REQUIREMENT. This exercise asks for an exact copy of every entry below, with pictures omitted.
-- Opening Marker --
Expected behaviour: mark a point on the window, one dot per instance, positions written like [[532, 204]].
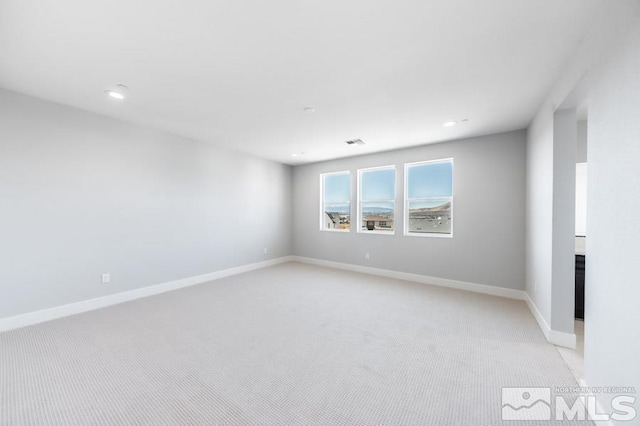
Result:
[[335, 190], [429, 198], [376, 199]]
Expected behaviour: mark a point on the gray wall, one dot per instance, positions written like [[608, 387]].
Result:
[[488, 214], [82, 194]]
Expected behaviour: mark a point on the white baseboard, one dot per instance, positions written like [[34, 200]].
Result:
[[559, 338], [36, 317], [441, 282]]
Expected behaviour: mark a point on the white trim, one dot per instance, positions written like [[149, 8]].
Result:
[[359, 201], [322, 200], [36, 317], [406, 231], [440, 282], [559, 338]]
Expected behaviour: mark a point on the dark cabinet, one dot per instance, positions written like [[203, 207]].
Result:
[[579, 309]]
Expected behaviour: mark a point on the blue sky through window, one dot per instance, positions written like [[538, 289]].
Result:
[[336, 188], [377, 184], [430, 180]]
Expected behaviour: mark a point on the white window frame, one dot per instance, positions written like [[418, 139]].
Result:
[[359, 201], [323, 201], [407, 166]]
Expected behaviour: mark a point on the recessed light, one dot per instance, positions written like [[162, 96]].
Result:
[[114, 94], [118, 92]]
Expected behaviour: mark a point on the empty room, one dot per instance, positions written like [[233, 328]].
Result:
[[319, 213]]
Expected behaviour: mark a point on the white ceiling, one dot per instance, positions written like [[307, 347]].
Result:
[[238, 73]]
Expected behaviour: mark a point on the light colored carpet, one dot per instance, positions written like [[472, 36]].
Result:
[[288, 345]]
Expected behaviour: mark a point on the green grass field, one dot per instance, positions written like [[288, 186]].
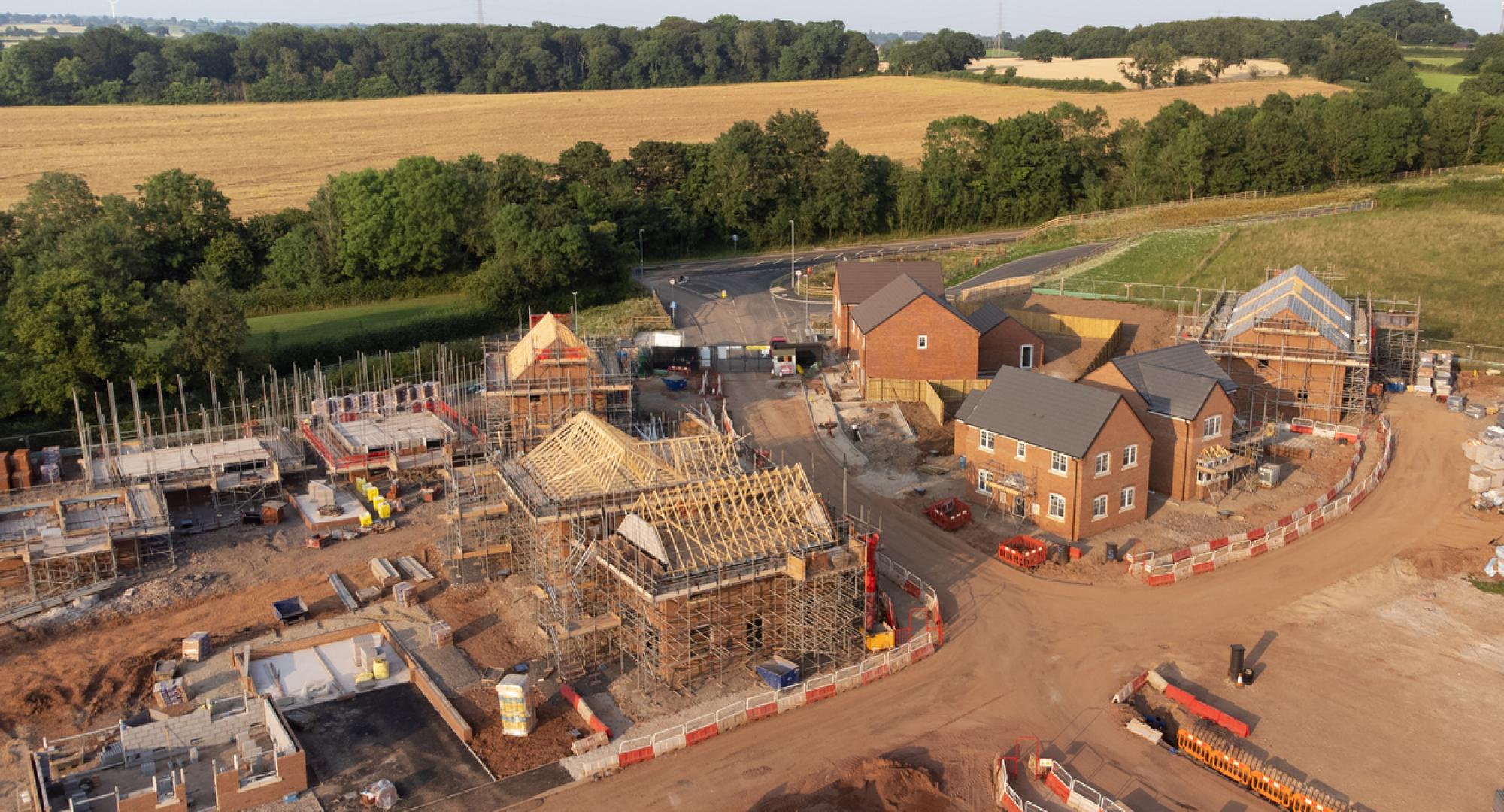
-- Closing Marker --
REPLY.
Expected behaviour: mark a point on the window, one dot per instance, positions written like [[532, 204]].
Result:
[[335, 190], [429, 198], [376, 199]]
Expected behaviour: mark a point on the gray wall, one dot per instance, positions written like [[608, 387]].
Result:
[[488, 214], [82, 194]]
Expected behaviour: mark a point on the white baseboard, one dot per instance, positions written like [[34, 200]].
Result:
[[559, 338], [36, 317], [441, 282]]
Expected behaviour: mark a point on the white trim, one dot per instance, positions written like [[149, 8]].
Result:
[[359, 201], [322, 200], [36, 317], [406, 231], [440, 282], [559, 338]]
Expected behaviour: mark a point on the dark cabinet, one dot per instance, positions written like [[203, 207]].
Result:
[[579, 309]]
Expected behaviour: mark a point on the blue sky through window, one dot per instance, positions written like [[538, 289]].
Result:
[[336, 188], [377, 184], [430, 180]]
Expected behaviour: mark a point on the white window frame, one dot per instance, positions written like [[418, 139]].
Result:
[[359, 201], [323, 201], [407, 166]]
Expected behaviour: mark a point on the recessed light, one dot per instance, positions written like [[162, 96]].
Result:
[[114, 94], [118, 92]]
Expected behaviour: mark a point on the empty room, one dot per instance, positions written like [[233, 328]].
Result:
[[319, 213]]
Expected behaviour: mark a point on the white ceiling, one dot per instance, positions written like [[307, 347]].
Result:
[[238, 73]]
Expected behaviour: mark a point on the light colored carpet, one dot per instance, positions written like [[472, 36]].
Result:
[[288, 345]]
Expected behaviour: mark a point on the green grass field, one dot per instance, positions written like [[288, 186]].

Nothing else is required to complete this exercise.